Start of TEXT BLOCK

At 02:27 PM 1/12/05 +0000, Mark Russell wrote:
I strongly prefer *not* to have A->B and B->C automatically used to
construct A->C.  Explicit is better than implicit, if in doubt don't
guess, etc etc.

So I'd support:

    - As a first cut, no automatic transitive adaptation

- Later, and only if experience shows there's a need for it,

Well, by the experience of the people who use it, there is a need, so it's already "later". :) And at least my experience *also* shows that transitive interface inheritance with adaptation is much easier to accidentally screw up than transitive adapter composition -- despite the fact that nobody objects to the former.


But if you'd like to compare the two approaches pragmatically, try using both zope.interface and PyProtocols, and see what sort of issues you run into. They have pretty much identical interface syntax, and you can use the PyProtocols declaration API and 'adapt' function to do interface declarations for either Zope interfaces or PyProtocols interfaces -- and the adaptation semantics follow Zope if you're using Zope interfaces. So, you can literally flip between the two by changing where you import the 'Interface' class from.

Both Zope and PyProtocols support the previous draft of PEP 246; the new draft adds only two new features:

* Ability for a class to opt out of the 'isinstance()' check for a base class (i.e., for a class to say it's not substitutable for its base class, for Alex's "private inheritance" use case)

* Ability to have a global type->protocol adapter registry

Anyway, I'm honestly curious as to whether anybody can find a real situation where transitive adapter composition is an *actual* problem, as opposed to a theoretical one. I've heard a lot of people talk about what a bad idea it is, but I haven't heard any of them say they actually tried it. Conversely, I've also heard from people who *have* tried it, and liked it. However, at this point I have no way to know if this dichotomy is just a reflection of the fact that people who don't like the idea don't try it, and the people who either like the idea or don't care are open to trying it.

The other thing that really blows my mind is that the people who object to the idea don't get that transitive interface inheritance can produce the exact same problem, and it's more likely to happen in actual *practice*, than it is in theory.

As for the issue of what should and shouldn't exist in Python, it doesn't really matter; PEP 246 doesn't (and can't!) *prohibit* transitive adaptation. However, I do strongly object to the spreading of theoretical FUD about a practical, useful technique, much as I would object to people saying that "using significant whitespace is braindead" who had never tried actually using Python. The theoretical problems with transitive adapter composition are in my experience just as rare as whitespace-eating nanoviruses from outer space.

End of TEXT BLOCK
Start of EXTRACTED MATERIAL

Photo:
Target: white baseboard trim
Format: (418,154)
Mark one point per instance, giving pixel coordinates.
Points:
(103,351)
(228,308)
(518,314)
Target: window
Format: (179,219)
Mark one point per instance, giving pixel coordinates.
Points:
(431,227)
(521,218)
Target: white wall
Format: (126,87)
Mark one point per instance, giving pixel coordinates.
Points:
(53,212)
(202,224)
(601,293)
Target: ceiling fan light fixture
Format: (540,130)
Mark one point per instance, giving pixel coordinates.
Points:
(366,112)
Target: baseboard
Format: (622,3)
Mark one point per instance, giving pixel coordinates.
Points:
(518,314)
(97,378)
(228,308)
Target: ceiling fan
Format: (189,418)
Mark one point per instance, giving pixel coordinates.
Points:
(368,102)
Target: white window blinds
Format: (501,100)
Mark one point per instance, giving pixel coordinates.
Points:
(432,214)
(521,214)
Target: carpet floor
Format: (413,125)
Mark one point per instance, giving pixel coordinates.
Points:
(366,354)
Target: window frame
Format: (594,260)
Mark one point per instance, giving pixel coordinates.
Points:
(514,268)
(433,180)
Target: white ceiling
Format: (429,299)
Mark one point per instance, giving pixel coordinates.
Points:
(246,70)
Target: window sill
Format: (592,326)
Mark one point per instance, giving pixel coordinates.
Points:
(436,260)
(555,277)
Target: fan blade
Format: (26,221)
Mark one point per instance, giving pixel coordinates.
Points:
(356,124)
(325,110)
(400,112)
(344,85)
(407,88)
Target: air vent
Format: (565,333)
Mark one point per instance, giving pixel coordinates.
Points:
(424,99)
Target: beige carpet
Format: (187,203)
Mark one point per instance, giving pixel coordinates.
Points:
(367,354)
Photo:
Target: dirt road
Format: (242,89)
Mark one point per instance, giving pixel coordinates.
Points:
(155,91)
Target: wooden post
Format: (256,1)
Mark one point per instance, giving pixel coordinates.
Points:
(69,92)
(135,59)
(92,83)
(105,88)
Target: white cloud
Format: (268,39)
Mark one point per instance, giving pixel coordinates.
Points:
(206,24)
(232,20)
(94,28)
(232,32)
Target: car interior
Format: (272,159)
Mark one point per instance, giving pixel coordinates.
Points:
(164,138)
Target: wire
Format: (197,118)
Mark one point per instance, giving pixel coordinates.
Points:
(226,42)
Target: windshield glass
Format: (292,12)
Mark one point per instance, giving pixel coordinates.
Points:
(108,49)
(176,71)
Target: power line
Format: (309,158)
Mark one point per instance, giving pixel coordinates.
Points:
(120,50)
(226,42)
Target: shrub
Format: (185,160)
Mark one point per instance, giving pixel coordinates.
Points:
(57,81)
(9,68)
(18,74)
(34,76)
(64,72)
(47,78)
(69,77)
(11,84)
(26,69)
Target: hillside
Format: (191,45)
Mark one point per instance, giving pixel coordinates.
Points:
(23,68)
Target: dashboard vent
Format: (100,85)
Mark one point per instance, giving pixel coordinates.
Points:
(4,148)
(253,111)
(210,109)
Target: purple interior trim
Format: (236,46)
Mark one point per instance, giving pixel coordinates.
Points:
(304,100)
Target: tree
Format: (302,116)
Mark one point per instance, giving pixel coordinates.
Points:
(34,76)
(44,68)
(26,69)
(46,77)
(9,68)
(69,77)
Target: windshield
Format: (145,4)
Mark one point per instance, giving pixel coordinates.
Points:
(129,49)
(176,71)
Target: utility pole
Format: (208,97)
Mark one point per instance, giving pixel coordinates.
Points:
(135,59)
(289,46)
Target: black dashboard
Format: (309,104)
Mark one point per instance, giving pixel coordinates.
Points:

End of EXTRACTED MATERIAL

- ACTIVITY 1 -
According to the message about transitive adaptation, which two packages should be tried in order to compare the two approaches in practice?
- ACTIVITY 2 -
Copy from the message about transitive adaptation the part that opens with the words containing "- Later, and" and closes with "to the former.".
- ACTIVITY 3 -
Translate this sentence from the message about transitive adaptation into Spanish: "I've heard a lot of people talk about what a bad idea it is, but I haven't heard any of them say they actually tried it."

- PROBLEM SOLUTION 1 -
zope.interface and PyProtocols

- PROBLEM SOLUTION 2 -
- Later, and only if experience shows there's a need for it,

Well, by the experience of the people who use it, there is a need, so it's already "later". :) And at least my experience *also* shows that transitive interface inheritance with adaptation is much easier to accidentally screw up than transitive adapter composition -- despite the fact that nobody objects to the former.

- PROBLEM SOLUTION 3 -
He oído a mucha gente hablar de lo mala idea que es, pero no he oído a ninguno de ellos decir que realmente lo haya probado.